[Items from a dataset]
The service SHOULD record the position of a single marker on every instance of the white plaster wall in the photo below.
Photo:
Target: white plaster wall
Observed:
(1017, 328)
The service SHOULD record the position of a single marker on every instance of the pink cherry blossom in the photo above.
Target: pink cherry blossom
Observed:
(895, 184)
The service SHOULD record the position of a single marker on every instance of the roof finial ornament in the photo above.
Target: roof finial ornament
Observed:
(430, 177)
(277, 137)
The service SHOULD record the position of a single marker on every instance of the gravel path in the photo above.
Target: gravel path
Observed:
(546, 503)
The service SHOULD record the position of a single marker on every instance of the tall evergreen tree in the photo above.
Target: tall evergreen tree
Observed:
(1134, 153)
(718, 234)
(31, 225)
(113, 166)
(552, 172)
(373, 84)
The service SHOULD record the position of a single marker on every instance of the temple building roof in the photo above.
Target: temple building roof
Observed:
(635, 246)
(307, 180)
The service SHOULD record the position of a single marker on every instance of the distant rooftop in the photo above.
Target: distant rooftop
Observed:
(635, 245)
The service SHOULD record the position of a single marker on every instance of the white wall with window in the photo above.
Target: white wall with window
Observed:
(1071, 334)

## Requirement
Please count the lines above that contain the word "window", and reply with the number alone.

## Result
2